[PASSAGE SHOWN]:

+-------+

Do plates settle, or does plate adhesive compress and lower plate height? Is my taping wrong? Is there a better tape than scotch to fine tune with? (I’ve tried banded tape and I’ve seen how that tape moves and compresses, so I won’t use that). We have a few layers of a thick plastic rail tape that seems good, and it stays put as I use scotch tape to fine tune.
I’m just at a loss. I’m wasting prints needlessly, having to reprint jobs at times, and the quality suffers as I run prints with inconsistent leveling. But if I level the rollers it never seems to work from job to job so I don’t see the point of doing that if I cannot repair or permanently repair a worn rail? Anyone got any ideas?

image: letterpress impression sample.jpg

letterpress impression sample.jpg

Log in to reply   5 replies so far

C&P ROLLERS, not familiar with you machine but if you have worn tracks is there any way you could get over size trucks made and then just tape for small adjustments and as mentioned in a previous thread use aluminium tape that does not compress. Just some thoughts, good luck.

+-------+

[DIRECTION 1]: Count the lines in the entries below that contain the word "dirt", with case counting. Give only the number.

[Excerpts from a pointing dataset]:
+-------+

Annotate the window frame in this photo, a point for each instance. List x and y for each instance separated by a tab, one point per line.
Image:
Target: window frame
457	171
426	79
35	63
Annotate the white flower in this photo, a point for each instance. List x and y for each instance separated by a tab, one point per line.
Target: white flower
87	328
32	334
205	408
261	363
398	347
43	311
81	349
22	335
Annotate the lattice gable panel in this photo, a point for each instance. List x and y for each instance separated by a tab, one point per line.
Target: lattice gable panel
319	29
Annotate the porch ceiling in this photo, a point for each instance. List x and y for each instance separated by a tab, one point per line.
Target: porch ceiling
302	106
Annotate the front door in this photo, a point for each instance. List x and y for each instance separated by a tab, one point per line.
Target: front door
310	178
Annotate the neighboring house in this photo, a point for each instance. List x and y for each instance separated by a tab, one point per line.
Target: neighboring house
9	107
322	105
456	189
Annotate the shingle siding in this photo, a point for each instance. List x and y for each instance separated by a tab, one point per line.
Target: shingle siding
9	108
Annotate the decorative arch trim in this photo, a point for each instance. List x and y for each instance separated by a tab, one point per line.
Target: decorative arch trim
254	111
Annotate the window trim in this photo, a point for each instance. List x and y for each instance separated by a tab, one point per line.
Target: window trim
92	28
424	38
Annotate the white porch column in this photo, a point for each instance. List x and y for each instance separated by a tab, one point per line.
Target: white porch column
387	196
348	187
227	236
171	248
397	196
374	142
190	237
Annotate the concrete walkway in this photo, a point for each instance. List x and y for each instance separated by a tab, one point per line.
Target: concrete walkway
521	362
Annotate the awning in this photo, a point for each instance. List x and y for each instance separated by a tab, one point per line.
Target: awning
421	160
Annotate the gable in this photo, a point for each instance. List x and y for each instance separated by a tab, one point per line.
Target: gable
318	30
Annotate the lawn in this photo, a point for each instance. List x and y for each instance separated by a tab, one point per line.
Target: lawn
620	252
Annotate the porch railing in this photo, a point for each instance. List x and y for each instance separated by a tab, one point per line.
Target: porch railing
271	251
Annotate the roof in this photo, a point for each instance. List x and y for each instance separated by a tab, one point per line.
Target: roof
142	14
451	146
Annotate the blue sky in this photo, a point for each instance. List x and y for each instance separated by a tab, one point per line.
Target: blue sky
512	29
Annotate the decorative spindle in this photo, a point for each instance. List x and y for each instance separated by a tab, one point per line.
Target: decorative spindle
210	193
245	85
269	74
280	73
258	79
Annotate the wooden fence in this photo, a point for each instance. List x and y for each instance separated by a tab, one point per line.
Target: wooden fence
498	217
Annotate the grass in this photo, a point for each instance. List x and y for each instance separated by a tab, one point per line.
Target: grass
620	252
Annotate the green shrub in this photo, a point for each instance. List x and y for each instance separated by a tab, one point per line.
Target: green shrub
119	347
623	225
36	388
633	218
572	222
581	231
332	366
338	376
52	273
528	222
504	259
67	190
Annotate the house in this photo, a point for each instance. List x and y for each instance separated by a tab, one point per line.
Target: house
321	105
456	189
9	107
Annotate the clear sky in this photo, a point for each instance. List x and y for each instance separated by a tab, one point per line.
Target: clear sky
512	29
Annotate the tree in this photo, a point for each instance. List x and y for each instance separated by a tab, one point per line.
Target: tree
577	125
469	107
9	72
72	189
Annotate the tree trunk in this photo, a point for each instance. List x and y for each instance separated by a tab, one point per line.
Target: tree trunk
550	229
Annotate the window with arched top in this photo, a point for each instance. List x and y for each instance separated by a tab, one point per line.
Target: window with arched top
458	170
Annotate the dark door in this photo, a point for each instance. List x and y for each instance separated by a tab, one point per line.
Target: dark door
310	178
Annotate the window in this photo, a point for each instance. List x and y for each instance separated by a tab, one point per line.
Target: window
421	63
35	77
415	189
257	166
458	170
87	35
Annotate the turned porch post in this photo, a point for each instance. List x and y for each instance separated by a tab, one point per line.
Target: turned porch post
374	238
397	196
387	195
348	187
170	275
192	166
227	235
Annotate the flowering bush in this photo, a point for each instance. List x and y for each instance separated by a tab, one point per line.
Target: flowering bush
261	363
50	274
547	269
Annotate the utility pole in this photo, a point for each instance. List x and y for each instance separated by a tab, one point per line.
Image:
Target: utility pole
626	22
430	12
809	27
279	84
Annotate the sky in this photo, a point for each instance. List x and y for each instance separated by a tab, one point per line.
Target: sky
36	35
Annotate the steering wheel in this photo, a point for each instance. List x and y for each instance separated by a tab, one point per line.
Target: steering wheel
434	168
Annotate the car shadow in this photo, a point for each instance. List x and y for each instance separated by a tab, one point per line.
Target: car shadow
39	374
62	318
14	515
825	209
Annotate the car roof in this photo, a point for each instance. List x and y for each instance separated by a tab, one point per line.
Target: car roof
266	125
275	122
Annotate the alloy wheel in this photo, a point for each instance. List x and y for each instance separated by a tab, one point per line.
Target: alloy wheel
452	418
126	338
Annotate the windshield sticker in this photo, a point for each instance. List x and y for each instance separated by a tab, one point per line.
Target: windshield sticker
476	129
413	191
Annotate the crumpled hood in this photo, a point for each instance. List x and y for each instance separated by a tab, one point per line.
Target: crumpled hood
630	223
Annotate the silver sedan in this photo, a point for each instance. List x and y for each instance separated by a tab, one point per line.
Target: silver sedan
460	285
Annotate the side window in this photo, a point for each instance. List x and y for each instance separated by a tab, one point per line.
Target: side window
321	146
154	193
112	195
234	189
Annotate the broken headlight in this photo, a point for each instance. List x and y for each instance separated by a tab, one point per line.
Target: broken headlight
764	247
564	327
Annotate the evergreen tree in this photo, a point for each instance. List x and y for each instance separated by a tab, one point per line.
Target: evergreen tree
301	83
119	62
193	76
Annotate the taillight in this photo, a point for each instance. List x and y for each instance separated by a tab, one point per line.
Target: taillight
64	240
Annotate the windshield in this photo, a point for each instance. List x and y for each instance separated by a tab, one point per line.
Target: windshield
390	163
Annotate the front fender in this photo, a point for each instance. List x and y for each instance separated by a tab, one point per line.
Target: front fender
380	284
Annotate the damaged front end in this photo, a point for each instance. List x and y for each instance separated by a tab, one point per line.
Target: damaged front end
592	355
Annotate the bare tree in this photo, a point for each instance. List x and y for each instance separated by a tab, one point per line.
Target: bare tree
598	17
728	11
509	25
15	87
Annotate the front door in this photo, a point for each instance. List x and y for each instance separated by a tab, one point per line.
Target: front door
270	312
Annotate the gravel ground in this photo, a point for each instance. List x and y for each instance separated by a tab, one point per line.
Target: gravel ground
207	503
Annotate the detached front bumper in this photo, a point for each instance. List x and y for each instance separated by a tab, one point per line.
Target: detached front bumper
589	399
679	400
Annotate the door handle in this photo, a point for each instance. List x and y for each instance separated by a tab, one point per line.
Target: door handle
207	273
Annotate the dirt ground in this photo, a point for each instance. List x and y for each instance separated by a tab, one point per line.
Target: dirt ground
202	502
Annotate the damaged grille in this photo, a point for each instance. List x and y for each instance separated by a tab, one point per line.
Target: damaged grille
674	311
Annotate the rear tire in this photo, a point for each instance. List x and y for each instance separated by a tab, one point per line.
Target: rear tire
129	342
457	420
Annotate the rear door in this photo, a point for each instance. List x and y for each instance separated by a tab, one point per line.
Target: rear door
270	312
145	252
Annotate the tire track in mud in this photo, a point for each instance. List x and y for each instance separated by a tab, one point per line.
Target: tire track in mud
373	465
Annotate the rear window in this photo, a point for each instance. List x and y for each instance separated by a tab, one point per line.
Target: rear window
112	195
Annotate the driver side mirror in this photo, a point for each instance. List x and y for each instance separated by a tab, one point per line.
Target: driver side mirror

+-------+

[DIRECTION 2]: Carry on the forum thread about worn press rails and uneven roller height, starting right after its last sentence.

[EXERCISE OUTPUT 1]: 2

[EXERCISE OUTPUT 2]:
I would recommend roller bearers if your rails are worn resulting in inconsistent inking. You can do this with type high slugs or you could have some manufactured from type high wood, Delrin, or aluminum. You can probably find some online that are made of bent pieces of steel.

Simply lock the bearers up on the far sides of your chase and make sure they’re not making contact with your sheet during impression. They’ll keep the rollers at type height regardless of whatever wear may be present on your rails.

Hope this helps,
Bradley.

maintain press speed. it matters how the rollers work and impression… oil the press regularly..

Nico, For best results always run type and rule parallel to the rollers. Steel trucks perform better than MERTS.
Steel tape for the uneven rails is more stable, you can get it from Wagner Supply.
best james

Solved this same problem decades ago, usually on the humble NON High Tec, Adanas, after we ran out of the options on the Adana, for flipping the trucks 180 degress from standard clearance to the lower clearance, when the roller compound had *virtually* reached usable life span, but got a few more impressions before re-covering, perhaps the equivalent of Your Morgan expansion trucks.

We just topped the rails, NOT with incessant Tape after Tape in all manner of Low Tech. solutions, but by Making stainless STEEL slippers and bonding them to the rails, D.S.A. superglue, chemical metal, 2 pack epoxy resin, etc. etc. etc., not exactly Rocket Science then or still now.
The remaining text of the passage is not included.